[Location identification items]
+++++
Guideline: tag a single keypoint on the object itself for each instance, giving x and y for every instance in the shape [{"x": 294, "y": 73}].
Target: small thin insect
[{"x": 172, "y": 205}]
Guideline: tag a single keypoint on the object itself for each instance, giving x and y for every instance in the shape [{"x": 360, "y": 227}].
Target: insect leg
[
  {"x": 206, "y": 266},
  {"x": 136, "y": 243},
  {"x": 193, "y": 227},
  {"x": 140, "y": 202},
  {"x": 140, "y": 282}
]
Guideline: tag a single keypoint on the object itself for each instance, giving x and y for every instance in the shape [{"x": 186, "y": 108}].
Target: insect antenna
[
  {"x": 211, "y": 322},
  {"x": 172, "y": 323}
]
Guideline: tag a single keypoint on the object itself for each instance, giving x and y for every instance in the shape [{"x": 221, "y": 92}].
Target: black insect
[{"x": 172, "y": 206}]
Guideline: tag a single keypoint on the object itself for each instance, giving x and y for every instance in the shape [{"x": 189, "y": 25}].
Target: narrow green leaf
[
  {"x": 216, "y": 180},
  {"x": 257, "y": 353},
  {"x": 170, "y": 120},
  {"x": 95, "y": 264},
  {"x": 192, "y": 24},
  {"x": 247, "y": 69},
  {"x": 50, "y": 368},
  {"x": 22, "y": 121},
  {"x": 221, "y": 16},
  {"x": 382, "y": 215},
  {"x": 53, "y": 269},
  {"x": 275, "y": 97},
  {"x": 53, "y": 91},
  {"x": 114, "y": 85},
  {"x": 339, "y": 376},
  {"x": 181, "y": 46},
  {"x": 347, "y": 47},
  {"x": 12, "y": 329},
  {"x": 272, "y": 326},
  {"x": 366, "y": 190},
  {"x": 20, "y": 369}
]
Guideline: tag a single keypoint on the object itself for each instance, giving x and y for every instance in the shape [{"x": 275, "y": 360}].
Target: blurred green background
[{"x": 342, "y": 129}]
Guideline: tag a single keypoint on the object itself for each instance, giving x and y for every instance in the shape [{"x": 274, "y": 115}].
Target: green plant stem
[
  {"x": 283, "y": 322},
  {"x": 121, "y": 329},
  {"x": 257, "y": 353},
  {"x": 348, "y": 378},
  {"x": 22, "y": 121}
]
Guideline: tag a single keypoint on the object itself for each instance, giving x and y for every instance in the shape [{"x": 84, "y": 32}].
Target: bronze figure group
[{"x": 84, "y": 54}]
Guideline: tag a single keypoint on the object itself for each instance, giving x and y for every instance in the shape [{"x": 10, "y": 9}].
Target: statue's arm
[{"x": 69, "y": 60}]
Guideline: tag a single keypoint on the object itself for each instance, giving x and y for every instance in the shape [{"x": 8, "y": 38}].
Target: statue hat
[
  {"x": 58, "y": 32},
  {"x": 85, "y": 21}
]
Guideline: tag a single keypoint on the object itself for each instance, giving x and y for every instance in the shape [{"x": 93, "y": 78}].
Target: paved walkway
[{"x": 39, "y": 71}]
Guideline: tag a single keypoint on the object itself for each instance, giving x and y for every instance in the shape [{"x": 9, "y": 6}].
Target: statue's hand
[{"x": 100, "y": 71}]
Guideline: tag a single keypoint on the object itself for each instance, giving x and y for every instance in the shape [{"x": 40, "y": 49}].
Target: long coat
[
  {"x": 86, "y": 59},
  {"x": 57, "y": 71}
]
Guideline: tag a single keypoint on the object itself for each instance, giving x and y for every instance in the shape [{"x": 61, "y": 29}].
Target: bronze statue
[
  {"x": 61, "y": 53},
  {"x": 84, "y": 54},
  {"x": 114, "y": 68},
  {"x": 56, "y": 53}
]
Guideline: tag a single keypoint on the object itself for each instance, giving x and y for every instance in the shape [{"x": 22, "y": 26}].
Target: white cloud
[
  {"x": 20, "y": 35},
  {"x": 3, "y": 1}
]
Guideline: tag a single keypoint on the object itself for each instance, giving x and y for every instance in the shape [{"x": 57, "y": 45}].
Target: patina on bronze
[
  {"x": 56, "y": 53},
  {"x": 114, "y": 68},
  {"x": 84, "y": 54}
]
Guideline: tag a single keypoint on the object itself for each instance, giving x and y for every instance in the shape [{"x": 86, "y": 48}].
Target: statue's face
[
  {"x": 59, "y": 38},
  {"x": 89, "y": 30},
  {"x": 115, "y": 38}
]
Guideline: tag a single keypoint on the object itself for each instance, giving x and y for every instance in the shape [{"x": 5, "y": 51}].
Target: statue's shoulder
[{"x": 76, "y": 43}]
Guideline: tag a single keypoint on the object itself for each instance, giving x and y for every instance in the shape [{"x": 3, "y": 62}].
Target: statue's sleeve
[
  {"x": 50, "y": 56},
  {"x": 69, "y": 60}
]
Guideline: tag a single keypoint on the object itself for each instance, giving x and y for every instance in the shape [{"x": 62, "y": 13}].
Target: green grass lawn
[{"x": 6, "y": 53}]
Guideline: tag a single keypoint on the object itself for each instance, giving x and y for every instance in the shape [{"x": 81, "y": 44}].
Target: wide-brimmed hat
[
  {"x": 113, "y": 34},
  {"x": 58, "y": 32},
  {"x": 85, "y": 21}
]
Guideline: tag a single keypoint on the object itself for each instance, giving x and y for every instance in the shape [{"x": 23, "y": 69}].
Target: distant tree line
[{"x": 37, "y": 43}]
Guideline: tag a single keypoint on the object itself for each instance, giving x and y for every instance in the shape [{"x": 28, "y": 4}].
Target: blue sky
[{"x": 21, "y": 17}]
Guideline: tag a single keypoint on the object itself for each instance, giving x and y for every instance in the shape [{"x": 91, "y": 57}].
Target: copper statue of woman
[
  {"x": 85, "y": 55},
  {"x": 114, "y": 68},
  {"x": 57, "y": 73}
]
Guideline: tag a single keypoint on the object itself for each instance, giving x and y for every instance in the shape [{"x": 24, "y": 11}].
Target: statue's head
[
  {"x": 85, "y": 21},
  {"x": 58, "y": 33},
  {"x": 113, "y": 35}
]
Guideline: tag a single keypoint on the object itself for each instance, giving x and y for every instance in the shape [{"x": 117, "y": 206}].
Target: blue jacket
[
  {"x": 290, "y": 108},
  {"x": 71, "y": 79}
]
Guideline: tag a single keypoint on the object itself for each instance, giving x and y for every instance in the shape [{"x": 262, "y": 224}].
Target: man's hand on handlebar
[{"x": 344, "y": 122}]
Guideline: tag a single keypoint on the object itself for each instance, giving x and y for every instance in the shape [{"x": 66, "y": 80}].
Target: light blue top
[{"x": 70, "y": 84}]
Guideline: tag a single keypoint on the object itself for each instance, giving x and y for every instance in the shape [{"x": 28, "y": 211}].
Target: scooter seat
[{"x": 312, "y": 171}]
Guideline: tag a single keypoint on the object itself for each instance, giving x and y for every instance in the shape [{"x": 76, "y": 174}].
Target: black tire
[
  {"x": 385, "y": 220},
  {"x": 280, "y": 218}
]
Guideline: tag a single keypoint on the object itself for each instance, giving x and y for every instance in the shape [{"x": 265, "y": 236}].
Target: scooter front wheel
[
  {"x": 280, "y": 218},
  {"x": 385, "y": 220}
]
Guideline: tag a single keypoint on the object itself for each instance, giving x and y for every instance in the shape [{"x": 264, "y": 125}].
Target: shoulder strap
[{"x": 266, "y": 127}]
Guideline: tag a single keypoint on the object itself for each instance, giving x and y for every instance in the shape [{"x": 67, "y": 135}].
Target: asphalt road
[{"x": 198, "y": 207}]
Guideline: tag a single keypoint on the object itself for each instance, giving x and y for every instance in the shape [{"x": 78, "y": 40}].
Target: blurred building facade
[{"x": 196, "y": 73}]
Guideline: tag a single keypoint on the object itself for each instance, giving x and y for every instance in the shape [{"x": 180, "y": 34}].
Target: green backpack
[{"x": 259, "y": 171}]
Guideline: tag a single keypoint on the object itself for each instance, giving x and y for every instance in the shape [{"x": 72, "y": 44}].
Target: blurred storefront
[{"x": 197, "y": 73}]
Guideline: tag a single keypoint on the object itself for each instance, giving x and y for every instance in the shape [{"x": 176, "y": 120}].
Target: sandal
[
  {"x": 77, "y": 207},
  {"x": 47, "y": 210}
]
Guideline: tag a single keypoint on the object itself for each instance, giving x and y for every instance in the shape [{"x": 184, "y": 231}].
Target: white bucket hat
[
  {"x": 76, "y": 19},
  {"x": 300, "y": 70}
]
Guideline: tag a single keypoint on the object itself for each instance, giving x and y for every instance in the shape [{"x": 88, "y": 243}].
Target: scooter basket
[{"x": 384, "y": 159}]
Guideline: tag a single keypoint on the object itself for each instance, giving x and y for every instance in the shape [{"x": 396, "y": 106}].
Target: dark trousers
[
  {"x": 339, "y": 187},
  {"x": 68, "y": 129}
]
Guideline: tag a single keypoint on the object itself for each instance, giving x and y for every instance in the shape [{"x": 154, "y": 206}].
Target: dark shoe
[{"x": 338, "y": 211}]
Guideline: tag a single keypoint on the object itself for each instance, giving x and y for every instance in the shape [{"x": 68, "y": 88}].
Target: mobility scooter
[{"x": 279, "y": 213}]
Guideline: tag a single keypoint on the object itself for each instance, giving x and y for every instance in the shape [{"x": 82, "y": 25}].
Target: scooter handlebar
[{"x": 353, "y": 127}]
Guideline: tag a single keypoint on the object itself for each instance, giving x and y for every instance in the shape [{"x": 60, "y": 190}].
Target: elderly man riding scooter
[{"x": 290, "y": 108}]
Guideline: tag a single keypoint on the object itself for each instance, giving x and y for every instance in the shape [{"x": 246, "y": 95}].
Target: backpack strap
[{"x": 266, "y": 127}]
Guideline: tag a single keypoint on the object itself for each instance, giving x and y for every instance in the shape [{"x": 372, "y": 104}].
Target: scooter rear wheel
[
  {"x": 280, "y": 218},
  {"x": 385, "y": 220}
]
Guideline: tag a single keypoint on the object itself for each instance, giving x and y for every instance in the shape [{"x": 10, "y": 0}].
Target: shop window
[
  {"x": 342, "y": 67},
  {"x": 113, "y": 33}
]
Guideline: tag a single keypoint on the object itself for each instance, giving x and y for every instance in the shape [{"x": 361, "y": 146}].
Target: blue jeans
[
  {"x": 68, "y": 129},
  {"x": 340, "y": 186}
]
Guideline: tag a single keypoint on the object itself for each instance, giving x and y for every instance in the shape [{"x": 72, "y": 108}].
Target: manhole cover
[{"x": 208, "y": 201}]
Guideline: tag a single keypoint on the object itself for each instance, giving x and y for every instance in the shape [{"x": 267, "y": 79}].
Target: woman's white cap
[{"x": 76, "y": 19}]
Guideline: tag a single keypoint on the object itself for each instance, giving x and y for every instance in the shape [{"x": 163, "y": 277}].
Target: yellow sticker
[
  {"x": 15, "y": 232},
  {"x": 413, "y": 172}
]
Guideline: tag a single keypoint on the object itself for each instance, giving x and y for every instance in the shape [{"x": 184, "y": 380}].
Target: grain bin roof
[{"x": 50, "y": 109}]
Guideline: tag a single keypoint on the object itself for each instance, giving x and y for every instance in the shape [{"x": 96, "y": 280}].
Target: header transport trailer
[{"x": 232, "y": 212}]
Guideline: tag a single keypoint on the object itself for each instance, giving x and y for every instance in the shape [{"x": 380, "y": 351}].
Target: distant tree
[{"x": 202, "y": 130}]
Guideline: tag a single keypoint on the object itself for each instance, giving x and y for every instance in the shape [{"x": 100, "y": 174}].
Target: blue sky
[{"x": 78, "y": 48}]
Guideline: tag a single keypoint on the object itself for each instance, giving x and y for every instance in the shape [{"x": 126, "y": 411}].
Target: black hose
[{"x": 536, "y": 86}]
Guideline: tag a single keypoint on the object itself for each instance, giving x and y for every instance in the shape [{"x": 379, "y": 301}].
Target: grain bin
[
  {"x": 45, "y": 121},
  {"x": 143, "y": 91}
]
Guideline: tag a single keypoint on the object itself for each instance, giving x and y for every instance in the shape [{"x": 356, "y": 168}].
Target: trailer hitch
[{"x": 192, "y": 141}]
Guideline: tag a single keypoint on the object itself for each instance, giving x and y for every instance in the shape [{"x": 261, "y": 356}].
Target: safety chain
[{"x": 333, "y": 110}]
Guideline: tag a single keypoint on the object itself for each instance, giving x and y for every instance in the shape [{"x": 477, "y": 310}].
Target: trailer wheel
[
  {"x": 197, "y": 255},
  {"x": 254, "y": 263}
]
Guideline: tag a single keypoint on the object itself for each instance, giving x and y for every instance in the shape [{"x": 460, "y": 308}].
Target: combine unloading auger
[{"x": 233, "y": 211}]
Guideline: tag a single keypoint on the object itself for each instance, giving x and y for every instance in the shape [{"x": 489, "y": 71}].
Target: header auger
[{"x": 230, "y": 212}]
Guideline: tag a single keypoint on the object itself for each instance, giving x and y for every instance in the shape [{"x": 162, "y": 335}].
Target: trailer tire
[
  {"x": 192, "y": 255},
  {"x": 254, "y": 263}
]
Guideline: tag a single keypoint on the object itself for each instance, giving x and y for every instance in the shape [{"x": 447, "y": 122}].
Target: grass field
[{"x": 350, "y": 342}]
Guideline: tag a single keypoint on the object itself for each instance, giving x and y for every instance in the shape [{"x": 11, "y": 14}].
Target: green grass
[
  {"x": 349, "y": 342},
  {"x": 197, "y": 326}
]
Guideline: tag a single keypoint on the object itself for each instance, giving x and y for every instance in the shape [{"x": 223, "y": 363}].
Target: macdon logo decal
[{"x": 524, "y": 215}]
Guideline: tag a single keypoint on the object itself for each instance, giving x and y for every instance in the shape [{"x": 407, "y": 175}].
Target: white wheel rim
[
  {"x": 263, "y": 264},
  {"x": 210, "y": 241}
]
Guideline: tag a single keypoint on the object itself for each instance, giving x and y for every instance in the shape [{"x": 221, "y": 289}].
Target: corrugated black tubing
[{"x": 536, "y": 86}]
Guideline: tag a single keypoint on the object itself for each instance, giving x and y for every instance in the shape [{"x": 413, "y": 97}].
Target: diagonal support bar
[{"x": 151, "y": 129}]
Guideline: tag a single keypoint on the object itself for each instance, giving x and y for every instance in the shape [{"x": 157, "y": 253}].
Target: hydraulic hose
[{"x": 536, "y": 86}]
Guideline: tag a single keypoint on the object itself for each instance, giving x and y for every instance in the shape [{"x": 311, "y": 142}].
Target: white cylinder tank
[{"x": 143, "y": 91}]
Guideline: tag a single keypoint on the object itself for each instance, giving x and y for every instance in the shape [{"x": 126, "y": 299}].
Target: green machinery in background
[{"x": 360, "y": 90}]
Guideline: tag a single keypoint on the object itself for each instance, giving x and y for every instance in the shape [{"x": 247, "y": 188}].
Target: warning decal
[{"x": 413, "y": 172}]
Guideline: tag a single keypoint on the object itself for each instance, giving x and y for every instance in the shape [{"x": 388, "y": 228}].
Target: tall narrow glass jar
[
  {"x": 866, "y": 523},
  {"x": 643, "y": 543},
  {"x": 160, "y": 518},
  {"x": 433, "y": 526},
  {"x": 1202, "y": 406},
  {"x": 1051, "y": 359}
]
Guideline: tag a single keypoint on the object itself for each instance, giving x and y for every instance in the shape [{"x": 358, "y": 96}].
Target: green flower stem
+++++
Show each line from the rows above that contains the word "hose".

### Answer to this problem
Target: black hose
Target: hydraulic hose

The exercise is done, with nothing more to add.